Detroit Emergency Manager Kevyn Orr has a restructuring plan that he says will keep the troubled city from landing in bankruptcy court. While bondholders may feel the pinch, active and retired workers vested in the city's underfunded pension system will be asked to take significant cuts.
The 150-page restructuring plan was released Friday, the day he planned to meet with creditors and bondholders to negotiate deals to lessen the city's long-term debt, which totals more than $15 billion. Orr, who was appointed by Gov. Rick Snyder in March, was a partner in the Jones Day law firm in DC who helped negotiate Chrysler's bankruptcy.
The plan also aggressively targets blight removal of abandoned structures around the city and calls for major technological upgrades across city departments.
(Scroll down to see a PDF of the restructuring plan released by Kevyn Orr)

## Records provided:
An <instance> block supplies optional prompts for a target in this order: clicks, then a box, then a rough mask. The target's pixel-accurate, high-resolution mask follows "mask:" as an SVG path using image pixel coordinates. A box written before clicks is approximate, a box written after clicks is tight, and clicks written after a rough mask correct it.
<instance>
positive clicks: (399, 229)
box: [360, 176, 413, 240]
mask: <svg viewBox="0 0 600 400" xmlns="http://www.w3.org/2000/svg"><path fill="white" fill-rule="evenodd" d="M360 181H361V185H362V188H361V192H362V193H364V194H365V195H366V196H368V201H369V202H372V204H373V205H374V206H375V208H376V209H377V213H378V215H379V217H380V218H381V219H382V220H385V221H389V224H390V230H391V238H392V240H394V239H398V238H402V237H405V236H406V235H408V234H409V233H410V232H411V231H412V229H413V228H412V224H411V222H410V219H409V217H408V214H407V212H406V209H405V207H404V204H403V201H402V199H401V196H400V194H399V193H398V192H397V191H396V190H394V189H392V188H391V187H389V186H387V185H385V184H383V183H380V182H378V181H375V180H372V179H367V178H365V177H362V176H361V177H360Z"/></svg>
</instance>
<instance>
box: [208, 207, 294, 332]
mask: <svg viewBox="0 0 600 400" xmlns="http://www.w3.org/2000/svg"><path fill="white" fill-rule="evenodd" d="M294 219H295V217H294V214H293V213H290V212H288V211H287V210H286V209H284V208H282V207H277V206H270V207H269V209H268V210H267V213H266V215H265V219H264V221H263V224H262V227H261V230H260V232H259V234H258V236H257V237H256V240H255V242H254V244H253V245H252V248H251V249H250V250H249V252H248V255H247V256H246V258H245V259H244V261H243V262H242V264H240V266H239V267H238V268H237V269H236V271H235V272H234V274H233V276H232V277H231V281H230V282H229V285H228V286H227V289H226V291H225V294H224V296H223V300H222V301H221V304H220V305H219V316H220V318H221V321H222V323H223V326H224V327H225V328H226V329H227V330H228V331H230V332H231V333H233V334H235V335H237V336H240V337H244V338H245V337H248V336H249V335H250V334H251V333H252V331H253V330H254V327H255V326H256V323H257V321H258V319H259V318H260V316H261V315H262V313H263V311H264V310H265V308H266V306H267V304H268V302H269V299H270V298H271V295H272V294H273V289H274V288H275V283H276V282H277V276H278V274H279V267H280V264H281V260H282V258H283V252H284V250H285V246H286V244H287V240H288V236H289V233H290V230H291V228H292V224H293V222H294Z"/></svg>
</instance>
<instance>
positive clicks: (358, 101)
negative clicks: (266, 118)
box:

## What you are asked to do:
In the article on Detroit's restructuring plan:
(a) Which workers will be asked to take significant cuts?
(b) How many pages long is the plan?
(c) What does the plan aggressively target around the city?
Rely only on the Detroit restructuring article when answering.

## Finished task:
(a) Active and retired workers vested in the city's underfunded pension system.
(b) 150 pages.
(c) Blight removal of abandoned structures.